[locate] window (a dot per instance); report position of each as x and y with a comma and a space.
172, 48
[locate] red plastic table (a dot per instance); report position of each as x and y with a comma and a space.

####

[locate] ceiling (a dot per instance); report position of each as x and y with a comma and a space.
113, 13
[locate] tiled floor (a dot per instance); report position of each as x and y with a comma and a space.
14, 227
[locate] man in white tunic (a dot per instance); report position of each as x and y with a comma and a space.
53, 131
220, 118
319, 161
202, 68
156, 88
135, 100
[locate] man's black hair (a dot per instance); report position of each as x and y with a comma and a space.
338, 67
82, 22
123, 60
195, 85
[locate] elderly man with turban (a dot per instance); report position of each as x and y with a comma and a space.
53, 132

####

Count the lines in the records above that contain the string "tunic", treating case as significant. Reply with the number alone.

1